Go through the listing below and output exactly the line with "Shelf-set audit: indicate the low", the line with "Shelf-set audit: indicate the text", and each line between; omit the rest.

(DATA FOR THE TASK)

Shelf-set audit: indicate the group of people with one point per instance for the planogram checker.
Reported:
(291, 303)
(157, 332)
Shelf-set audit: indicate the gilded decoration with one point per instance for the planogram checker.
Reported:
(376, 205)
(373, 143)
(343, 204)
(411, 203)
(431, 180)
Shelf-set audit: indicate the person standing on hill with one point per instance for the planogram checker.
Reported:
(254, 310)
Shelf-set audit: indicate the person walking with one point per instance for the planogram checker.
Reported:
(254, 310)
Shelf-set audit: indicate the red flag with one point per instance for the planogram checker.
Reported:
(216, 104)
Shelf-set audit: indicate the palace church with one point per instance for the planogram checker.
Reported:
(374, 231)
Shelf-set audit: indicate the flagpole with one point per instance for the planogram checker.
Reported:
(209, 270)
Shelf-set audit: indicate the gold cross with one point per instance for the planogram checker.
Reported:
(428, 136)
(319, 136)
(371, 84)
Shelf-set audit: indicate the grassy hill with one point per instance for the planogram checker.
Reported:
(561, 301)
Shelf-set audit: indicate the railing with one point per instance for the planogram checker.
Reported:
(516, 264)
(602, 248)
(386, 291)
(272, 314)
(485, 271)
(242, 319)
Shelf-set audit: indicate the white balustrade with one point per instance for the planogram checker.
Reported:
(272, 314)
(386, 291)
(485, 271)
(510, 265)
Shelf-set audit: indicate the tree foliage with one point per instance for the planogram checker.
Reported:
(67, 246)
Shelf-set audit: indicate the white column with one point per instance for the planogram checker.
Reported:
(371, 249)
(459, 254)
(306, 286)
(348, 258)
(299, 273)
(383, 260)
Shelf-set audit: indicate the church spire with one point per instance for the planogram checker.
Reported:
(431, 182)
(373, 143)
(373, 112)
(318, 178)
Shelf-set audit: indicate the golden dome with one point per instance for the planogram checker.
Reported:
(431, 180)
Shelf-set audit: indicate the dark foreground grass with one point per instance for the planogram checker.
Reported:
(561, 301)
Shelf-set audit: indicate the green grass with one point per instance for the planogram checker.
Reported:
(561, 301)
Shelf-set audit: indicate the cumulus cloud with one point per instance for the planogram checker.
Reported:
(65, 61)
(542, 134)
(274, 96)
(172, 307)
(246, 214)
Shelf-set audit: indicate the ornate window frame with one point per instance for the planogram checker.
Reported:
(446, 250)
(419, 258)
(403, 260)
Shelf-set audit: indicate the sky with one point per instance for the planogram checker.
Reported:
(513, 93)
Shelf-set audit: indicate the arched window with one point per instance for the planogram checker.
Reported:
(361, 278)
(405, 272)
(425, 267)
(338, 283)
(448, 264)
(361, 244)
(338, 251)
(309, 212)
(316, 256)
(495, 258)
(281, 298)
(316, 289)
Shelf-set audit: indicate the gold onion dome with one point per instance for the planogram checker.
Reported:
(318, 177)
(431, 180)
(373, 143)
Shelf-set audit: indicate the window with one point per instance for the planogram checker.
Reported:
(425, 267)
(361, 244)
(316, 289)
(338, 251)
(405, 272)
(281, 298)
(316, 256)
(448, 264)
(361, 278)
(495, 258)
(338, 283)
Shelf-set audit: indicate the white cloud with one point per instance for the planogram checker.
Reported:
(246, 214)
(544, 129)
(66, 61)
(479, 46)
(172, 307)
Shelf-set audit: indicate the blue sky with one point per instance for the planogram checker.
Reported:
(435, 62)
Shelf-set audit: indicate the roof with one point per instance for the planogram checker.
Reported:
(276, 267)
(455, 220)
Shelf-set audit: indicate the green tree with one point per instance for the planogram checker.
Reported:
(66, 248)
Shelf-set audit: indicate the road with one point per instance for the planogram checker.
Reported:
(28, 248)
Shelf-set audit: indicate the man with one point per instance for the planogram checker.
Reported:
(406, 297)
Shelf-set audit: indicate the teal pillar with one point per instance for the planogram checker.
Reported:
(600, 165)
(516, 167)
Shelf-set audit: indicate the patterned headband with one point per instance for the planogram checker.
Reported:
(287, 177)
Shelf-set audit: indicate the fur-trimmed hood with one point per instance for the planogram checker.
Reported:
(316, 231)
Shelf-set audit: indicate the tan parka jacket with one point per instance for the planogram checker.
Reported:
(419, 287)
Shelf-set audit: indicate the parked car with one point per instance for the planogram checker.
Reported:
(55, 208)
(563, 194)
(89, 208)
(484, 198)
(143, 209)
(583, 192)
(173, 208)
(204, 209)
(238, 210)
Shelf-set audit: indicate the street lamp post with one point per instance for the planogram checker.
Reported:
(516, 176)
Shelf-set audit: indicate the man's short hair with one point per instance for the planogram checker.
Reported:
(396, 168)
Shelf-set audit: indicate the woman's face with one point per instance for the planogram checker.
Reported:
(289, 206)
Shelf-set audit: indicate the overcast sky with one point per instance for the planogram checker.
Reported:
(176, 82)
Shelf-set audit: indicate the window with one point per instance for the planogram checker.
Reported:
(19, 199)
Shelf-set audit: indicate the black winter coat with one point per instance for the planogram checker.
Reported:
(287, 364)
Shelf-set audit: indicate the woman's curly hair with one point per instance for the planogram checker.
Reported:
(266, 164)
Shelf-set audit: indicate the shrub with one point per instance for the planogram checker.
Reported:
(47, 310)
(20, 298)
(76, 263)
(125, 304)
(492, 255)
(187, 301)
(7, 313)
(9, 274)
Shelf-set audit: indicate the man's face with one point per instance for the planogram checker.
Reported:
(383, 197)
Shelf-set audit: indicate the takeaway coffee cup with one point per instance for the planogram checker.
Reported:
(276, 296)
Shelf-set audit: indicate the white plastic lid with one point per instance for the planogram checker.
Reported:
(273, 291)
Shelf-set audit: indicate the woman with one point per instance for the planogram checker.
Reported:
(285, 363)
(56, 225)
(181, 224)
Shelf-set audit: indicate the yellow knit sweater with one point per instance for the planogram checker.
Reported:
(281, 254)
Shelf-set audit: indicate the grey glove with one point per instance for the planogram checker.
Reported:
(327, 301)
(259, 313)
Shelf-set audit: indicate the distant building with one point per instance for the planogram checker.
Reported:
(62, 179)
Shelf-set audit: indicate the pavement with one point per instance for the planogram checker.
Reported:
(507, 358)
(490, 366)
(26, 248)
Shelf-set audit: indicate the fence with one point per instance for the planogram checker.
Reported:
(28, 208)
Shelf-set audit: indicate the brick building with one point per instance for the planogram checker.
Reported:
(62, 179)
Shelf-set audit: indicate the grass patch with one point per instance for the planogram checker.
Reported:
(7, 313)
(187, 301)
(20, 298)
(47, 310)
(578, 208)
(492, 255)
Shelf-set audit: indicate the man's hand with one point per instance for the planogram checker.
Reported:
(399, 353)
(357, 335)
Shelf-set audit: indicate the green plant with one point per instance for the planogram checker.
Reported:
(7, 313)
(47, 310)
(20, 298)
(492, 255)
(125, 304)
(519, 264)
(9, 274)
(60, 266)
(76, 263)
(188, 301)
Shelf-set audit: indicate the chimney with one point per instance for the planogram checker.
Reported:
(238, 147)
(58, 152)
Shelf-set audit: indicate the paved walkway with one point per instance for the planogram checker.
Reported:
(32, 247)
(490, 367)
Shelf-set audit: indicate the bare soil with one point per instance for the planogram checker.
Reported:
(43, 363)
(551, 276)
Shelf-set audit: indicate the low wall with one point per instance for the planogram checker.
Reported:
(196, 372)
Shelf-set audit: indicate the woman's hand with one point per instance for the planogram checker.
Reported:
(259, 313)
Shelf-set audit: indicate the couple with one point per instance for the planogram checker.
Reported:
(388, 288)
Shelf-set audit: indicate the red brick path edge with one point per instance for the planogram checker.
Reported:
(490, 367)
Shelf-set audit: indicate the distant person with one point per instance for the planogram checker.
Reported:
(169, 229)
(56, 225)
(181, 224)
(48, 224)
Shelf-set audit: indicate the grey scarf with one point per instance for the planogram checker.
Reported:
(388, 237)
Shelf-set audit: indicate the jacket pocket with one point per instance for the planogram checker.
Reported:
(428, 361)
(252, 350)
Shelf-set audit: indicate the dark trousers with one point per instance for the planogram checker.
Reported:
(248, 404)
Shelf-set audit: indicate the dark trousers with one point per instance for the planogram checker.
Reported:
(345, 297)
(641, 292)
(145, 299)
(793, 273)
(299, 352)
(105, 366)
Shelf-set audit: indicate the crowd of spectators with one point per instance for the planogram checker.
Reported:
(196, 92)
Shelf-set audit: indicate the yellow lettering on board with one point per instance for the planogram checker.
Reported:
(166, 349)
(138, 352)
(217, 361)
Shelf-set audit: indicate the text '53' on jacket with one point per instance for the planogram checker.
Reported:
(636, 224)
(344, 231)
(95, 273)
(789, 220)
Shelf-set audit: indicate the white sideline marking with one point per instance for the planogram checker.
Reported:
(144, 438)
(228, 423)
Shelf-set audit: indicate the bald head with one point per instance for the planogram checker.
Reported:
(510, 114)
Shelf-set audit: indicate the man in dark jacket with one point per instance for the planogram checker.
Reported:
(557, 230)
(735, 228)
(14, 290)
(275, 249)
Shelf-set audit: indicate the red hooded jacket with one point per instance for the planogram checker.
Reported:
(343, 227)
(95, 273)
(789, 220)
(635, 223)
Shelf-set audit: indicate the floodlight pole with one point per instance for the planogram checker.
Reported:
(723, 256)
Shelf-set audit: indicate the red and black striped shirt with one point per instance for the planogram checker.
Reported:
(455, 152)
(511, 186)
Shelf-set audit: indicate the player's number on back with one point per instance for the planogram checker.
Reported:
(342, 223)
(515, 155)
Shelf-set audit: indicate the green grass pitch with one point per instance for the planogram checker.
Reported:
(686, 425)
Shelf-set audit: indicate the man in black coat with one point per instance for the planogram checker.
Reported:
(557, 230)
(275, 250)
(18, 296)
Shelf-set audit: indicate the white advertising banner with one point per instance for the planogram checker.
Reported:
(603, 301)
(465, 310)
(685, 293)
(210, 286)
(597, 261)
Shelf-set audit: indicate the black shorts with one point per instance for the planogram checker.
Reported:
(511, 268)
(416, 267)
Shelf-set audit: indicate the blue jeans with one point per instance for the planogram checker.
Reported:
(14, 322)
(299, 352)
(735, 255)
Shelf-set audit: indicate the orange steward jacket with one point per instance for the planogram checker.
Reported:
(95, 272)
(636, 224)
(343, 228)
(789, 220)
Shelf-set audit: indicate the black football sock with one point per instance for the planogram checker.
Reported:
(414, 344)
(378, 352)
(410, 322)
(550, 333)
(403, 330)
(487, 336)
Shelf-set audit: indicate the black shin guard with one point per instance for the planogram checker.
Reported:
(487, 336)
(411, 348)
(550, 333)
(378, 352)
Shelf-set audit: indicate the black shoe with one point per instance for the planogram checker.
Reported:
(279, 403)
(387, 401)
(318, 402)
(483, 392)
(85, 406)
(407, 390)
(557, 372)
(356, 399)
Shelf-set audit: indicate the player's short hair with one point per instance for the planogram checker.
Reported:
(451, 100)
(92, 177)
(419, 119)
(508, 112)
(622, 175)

(End DATA FOR THE TASK)

▶ [WRITTEN SOLUTION]
Shelf-set audit: indicate the low wall with one point per instance for the planogram checker.
Reported:
(196, 372)
Shelf-set audit: indicate the woman's hand with one point per instance for the planogram checker.
Reported:
(259, 313)
Shelf-set audit: indicate the couple with one point per instance for the planogram checker.
Reported:
(388, 288)
Shelf-set audit: indicate the red brick path edge with one point per instance for the planogram checker.
Reported:
(490, 367)
Shelf-set audit: indicate the distant person with one point per instance for the planogram checker.
Reported:
(169, 229)
(56, 225)
(181, 224)
(48, 224)
Shelf-set audit: indicate the grey scarf with one point per instance for the planogram checker.
Reported:
(388, 237)
Shelf-set audit: indicate the jacket pocket with one point per instance for the planogram checker.
Reported:
(428, 361)
(252, 350)
Shelf-set audit: indicate the dark trousers with one point per instance for the planogram checker.
Reported:
(248, 404)
Shelf-set audit: indicate the dark trousers with one point per instance for the planogram checker.
Reported:
(345, 297)
(641, 292)
(145, 299)
(793, 273)
(299, 352)
(105, 366)
Shelf-set audit: indicate the crowd of spectators with one point per instance for the planogram checker.
Reported:
(196, 92)
Shelf-set audit: indicate the yellow lettering on board with one point per instance for the planogram checker.
Reported:
(166, 349)
(138, 352)
(217, 361)
Shelf-set audit: indicate the text '53' on jacket with one point per instance for the planogram checker.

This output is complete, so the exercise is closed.